> Acción requerida 1: Enumere los pueblos que, según el extracto sobre la Casa Arana, habían acordado hablar de manera colectiva sobre las masacres en las caucherías.
> Acción requerida 2: Repita del extracto sobre la Casa Arana el fragmento que comienza con "Casi había olvidado" y sigue hasta "intacta e inmóvil.".

> Extracto:

- - -

El símbolo del genocidio cauchero, donde funciona el colegio más grande del centro del Amazonas, se está cayendo y tiene a sus estudiantes en huelga. Lleva años convertido en un museo al abandono. En medio de protestas, a una década de haber abierto el canasto de la memoria, aparece la incertidumbre de la comunidad por la nueva bonanza con la venta de los bonos de carbono.
Estado actual de la Casa Arana donde estudian 244 jóvenes de La Chorrera. Hace 100 años fue el centro de operaciones de la empresa cauchera Casa Arana y Hermanos, 2024. Foto de Mauricio Builes.
Estado actual de la Casa Arana donde estudian doscientos cuarenta y cuatro jóvenes de La Chorrera. Hace cien años fue el centro de operaciones de la empresa cauchera Casa Arana y Hermanos. Foto de Mauricio Builes, 2024.

El nuevo abandono de la Casa Arana

El símbolo del genocidio cauchero, donde funciona el colegio más grande del centro del Amazonas, se está cayendo y tiene a sus estudiantes en huelga. Lleva años convertido en un museo al abandono. En medio de protestas, a una década de haber abierto el canasto de la memoria, aparece la incertidumbre de la comunidad por la nueva bonanza con la venta de los bonos de carbono.

Previo al viaje a La Chorrera me llenaron la cabeza de historias con finales tristes. Todos aseguraban que el poblado amazónico que conocí en 2013 ya no era el mismo. Fui esa vez porque los pueblos Bora, Muinane, Andoque y Uitoto habían acordado hablar de manera colectiva y después de un siglo sobre las masacres en las caucherías. «Vamos a abrir el canasto de la memoria», me dijeron. Querían ser escuchados y reconocidos por un país que, a fuerza de un genocidio, se había enterado de que existían. Fueron casi exterminados por una empresa: la Casa Arana.

¿Qué había pasado en estos años?, ¿qué significó recordar una matazón de sesenta mil personas, la esclavitud, la traición, la caza de mujeres y el fuego en las malokas?, ¿qué pasa en un grupo de personas que se decide a hablar de tanto dolor? Pese a los rumores de que las cosas habían cambiado, traté de embarcarme desprevenido hacia San José del Guaviare para luego tomar una avioneta hasta La Chorrera.

Casi había olvidado el paisaje. Desde el cielo del Guaviare, la espesura se abre paso y forma figuras verdes y esponjosas como si se tratara de un líquido coagulado que se riega sobre un manto claro. Cuando se sobrevuela La Chorrera, un territorio diez veces más grande que Bogotá, la espesura no encuentra freno y casi parece invadir hasta los meandros. Cambian las tonalidades de los follajes, pero la selva luce intacta e inmóvil.

- - -

> Datos disponibles:
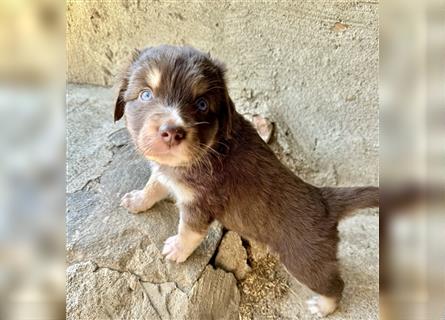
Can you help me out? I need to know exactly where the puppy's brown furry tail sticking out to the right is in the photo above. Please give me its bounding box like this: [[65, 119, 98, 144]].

- - -

> Solución 1: Bora, Muinane, Andoque y Uitoto.

> Solución 2:
Casi había olvidado el paisaje. Desde el cielo del Guaviare, la espesura se abre paso y forma figuras verdes y esponjosas como si se tratara de un líquido coagulado que se riega sobre un manto claro. Cuando se sobrevuela La Chorrera, un territorio diez veces más grande que Bogotá, la espesura no encuentra freno y casi parece invadir hasta los meandros. Cambian las tonalidades de los follajes, pero la selva luce intacta e inmóvil.